Goal: Repeat only the lines from the one holding "In this exercise you will locate the laptop screen" down to the last line of the listing below, including both of those lines.

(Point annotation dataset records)
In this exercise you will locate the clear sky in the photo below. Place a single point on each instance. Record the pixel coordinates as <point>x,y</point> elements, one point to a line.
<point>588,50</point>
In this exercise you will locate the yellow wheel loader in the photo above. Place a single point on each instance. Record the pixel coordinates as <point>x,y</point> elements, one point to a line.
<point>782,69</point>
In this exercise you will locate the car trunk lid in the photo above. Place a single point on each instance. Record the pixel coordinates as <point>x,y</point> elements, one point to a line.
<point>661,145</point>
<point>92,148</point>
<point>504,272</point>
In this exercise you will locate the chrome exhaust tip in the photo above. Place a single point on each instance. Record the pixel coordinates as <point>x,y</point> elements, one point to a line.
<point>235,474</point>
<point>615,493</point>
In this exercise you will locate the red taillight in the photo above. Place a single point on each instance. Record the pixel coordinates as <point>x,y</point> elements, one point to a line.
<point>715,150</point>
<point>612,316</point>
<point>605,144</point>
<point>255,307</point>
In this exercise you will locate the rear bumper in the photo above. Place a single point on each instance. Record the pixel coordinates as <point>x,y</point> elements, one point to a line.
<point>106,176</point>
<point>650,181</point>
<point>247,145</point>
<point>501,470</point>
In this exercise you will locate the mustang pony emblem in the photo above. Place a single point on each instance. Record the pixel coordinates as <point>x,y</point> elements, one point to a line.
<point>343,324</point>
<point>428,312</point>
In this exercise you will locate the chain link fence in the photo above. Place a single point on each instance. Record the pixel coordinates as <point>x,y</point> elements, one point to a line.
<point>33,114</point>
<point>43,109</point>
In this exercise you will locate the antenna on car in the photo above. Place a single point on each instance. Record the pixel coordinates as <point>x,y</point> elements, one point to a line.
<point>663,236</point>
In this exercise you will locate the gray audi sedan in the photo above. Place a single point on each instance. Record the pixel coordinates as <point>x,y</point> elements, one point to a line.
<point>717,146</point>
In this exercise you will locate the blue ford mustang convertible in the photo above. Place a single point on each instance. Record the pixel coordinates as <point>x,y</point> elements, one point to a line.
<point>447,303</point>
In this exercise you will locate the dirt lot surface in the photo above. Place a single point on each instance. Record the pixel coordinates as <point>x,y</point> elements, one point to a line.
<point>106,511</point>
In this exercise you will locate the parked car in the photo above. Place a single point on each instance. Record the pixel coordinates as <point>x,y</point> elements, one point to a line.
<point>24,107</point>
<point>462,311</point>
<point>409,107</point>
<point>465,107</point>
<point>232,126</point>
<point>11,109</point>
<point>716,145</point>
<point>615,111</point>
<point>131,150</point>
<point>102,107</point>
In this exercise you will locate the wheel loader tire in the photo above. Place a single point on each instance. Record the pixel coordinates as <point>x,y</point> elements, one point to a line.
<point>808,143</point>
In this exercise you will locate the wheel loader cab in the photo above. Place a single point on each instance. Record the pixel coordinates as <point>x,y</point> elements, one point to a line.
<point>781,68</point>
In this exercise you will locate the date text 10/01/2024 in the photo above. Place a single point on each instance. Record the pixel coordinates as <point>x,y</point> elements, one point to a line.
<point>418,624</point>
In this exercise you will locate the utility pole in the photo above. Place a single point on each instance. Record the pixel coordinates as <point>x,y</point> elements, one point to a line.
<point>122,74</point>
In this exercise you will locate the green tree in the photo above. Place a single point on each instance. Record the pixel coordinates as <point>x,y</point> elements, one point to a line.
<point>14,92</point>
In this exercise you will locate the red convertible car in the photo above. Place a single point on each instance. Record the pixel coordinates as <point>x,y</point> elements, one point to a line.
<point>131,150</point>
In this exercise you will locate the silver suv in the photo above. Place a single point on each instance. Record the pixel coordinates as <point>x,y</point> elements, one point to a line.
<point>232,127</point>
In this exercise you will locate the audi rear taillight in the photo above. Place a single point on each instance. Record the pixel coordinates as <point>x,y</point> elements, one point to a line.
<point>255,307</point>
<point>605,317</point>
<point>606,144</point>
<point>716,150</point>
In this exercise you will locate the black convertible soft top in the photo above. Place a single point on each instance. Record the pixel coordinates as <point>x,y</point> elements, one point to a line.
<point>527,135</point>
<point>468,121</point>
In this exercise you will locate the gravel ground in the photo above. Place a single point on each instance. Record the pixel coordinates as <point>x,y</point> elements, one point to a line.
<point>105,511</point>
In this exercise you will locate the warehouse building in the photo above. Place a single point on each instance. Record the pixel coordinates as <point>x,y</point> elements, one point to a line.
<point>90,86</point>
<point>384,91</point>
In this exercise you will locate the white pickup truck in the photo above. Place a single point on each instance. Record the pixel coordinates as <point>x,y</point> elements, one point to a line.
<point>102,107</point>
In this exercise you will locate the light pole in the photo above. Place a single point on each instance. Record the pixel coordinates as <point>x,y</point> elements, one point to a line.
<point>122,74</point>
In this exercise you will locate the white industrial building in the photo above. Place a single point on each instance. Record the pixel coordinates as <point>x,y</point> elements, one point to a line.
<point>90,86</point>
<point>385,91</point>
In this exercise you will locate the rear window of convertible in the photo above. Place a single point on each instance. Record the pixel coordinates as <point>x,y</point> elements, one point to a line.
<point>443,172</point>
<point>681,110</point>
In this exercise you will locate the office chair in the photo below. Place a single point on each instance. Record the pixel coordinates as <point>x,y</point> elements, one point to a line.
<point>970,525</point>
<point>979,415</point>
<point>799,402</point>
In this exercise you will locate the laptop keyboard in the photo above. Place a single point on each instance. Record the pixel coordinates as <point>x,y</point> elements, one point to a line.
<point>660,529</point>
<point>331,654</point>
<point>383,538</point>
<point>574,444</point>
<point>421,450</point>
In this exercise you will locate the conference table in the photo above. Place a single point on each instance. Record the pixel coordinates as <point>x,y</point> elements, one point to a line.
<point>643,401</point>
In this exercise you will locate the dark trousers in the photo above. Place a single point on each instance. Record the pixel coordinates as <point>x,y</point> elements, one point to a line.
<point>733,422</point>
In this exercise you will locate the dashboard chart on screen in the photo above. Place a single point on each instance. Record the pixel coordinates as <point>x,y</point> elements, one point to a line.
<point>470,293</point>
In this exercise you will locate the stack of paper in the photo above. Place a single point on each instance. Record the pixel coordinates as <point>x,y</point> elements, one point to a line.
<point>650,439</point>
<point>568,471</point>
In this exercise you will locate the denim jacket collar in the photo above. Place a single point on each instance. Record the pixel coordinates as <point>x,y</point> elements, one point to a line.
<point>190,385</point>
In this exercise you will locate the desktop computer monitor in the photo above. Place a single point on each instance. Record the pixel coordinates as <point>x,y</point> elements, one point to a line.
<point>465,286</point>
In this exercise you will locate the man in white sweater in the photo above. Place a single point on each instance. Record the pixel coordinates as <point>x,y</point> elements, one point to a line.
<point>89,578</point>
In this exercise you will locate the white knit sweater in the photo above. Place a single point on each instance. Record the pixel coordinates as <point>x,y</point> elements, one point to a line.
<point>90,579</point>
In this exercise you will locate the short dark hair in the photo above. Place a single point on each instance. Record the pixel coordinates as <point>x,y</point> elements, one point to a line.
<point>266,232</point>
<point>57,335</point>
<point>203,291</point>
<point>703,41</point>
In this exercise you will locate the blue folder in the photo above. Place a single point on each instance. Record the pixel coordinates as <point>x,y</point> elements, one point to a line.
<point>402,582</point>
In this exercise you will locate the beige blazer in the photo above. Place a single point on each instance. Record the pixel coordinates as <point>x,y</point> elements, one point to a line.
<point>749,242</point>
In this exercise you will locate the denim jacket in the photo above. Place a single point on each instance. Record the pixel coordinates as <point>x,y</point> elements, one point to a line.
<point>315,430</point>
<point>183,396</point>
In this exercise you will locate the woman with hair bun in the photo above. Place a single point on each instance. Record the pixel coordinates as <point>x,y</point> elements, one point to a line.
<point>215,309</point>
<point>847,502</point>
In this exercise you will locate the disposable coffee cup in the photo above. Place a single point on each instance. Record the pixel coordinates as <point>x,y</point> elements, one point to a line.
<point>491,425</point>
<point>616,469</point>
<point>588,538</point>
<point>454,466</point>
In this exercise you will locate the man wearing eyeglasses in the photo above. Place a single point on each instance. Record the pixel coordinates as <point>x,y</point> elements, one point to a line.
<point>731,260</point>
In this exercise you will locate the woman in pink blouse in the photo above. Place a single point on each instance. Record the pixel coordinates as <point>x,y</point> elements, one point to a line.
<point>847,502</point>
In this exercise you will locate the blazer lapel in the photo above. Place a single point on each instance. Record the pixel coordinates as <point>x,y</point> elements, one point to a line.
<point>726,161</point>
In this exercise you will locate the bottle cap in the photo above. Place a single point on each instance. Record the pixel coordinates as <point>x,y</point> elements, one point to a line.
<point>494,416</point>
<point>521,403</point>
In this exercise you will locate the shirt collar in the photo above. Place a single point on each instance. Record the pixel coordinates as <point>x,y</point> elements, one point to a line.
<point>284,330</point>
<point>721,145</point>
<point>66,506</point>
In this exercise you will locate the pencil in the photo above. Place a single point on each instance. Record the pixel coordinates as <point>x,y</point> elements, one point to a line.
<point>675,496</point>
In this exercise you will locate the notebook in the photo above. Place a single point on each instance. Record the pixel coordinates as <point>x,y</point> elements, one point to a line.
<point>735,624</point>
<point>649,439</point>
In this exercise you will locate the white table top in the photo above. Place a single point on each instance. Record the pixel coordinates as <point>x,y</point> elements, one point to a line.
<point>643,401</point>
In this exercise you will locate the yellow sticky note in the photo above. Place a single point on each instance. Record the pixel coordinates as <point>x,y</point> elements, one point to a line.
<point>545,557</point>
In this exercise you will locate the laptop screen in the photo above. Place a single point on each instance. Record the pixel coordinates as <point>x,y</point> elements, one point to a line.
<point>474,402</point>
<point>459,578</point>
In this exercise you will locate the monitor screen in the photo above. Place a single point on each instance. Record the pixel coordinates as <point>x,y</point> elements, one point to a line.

Finished answer:
In this exercise you will locate the laptop screen in the photo above. Place a single point on each instance. Record the pixel coordinates as <point>x,y</point> elements, one point to a line.
<point>474,402</point>
<point>459,578</point>
In this exercise you will locate the monitor screen in the photo above. Place a single point on each instance. Record the pixel coordinates as <point>x,y</point> elements, one point to a line.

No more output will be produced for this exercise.